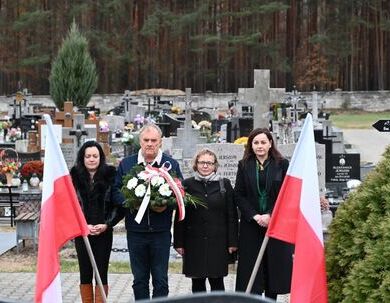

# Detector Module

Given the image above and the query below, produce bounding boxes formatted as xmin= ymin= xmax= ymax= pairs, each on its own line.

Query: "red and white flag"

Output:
xmin=35 ymin=115 xmax=89 ymax=303
xmin=266 ymin=114 xmax=328 ymax=303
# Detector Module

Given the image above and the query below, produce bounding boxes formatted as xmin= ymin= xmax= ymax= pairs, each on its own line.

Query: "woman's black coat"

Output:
xmin=234 ymin=156 xmax=294 ymax=294
xmin=174 ymin=177 xmax=238 ymax=278
xmin=70 ymin=165 xmax=124 ymax=228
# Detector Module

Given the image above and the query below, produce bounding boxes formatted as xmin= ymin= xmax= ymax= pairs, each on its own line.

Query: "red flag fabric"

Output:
xmin=266 ymin=114 xmax=328 ymax=303
xmin=35 ymin=115 xmax=89 ymax=303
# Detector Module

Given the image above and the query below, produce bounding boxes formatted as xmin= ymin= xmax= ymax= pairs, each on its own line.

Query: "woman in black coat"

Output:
xmin=234 ymin=128 xmax=294 ymax=300
xmin=70 ymin=141 xmax=124 ymax=303
xmin=174 ymin=148 xmax=238 ymax=293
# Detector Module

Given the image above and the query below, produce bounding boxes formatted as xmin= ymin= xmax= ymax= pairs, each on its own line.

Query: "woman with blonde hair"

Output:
xmin=174 ymin=149 xmax=238 ymax=293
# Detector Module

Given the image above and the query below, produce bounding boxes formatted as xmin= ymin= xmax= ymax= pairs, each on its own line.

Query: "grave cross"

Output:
xmin=61 ymin=114 xmax=89 ymax=167
xmin=69 ymin=124 xmax=88 ymax=148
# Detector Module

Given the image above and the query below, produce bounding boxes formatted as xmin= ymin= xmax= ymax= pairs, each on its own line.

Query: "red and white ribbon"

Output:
xmin=134 ymin=162 xmax=185 ymax=224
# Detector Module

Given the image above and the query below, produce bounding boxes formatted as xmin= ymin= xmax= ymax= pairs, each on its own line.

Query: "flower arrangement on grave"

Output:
xmin=134 ymin=114 xmax=145 ymax=129
xmin=0 ymin=121 xmax=9 ymax=130
xmin=125 ymin=123 xmax=135 ymax=131
xmin=121 ymin=163 xmax=204 ymax=222
xmin=171 ymin=106 xmax=182 ymax=114
xmin=121 ymin=131 xmax=140 ymax=146
xmin=234 ymin=136 xmax=248 ymax=145
xmin=20 ymin=160 xmax=44 ymax=182
xmin=197 ymin=120 xmax=212 ymax=129
xmin=0 ymin=149 xmax=21 ymax=176
xmin=99 ymin=120 xmax=109 ymax=132
xmin=207 ymin=131 xmax=224 ymax=143
xmin=8 ymin=127 xmax=21 ymax=142
xmin=191 ymin=120 xmax=200 ymax=129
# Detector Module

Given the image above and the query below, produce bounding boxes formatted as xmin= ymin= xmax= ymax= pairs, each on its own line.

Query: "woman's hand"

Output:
xmin=89 ymin=224 xmax=108 ymax=235
xmin=175 ymin=247 xmax=185 ymax=256
xmin=253 ymin=214 xmax=271 ymax=227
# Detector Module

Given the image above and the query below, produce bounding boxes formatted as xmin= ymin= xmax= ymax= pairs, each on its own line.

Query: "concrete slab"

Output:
xmin=0 ymin=231 xmax=16 ymax=255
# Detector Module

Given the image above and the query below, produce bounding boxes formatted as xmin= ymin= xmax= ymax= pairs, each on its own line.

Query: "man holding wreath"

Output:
xmin=112 ymin=123 xmax=183 ymax=301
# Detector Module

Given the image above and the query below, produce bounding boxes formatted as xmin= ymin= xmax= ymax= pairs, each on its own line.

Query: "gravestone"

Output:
xmin=180 ymin=143 xmax=245 ymax=186
xmin=60 ymin=143 xmax=76 ymax=168
xmin=101 ymin=115 xmax=125 ymax=133
xmin=326 ymin=153 xmax=361 ymax=183
xmin=278 ymin=143 xmax=326 ymax=195
xmin=61 ymin=114 xmax=90 ymax=168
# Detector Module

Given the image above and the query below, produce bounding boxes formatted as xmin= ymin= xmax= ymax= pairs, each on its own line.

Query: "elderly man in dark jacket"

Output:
xmin=112 ymin=123 xmax=182 ymax=301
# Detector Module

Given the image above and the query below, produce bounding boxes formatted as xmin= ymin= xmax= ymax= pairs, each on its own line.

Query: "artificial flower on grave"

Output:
xmin=0 ymin=149 xmax=21 ymax=175
xmin=114 ymin=129 xmax=123 ymax=138
xmin=125 ymin=123 xmax=135 ymax=131
xmin=121 ymin=131 xmax=140 ymax=148
xmin=197 ymin=120 xmax=212 ymax=129
xmin=20 ymin=160 xmax=44 ymax=182
xmin=8 ymin=127 xmax=21 ymax=142
xmin=191 ymin=120 xmax=200 ymax=130
xmin=234 ymin=136 xmax=248 ymax=146
xmin=88 ymin=111 xmax=97 ymax=120
xmin=134 ymin=114 xmax=145 ymax=128
xmin=121 ymin=163 xmax=205 ymax=222
xmin=170 ymin=106 xmax=182 ymax=114
xmin=99 ymin=120 xmax=109 ymax=132
xmin=0 ymin=121 xmax=9 ymax=130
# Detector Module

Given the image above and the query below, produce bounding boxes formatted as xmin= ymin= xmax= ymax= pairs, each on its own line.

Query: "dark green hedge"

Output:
xmin=326 ymin=146 xmax=390 ymax=302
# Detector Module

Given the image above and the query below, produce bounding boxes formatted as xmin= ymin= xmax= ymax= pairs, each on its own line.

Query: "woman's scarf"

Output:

######

→ **Exercise**: Only lines with the word "woman" are wanted. Find and copy them from the records above.

→ **Answer to this task**:
Query: "woman's black coat"
Query: "woman in black coat"
Query: "woman with blonde hair"
Query: "woman's hand"
Query: "woman's scarf"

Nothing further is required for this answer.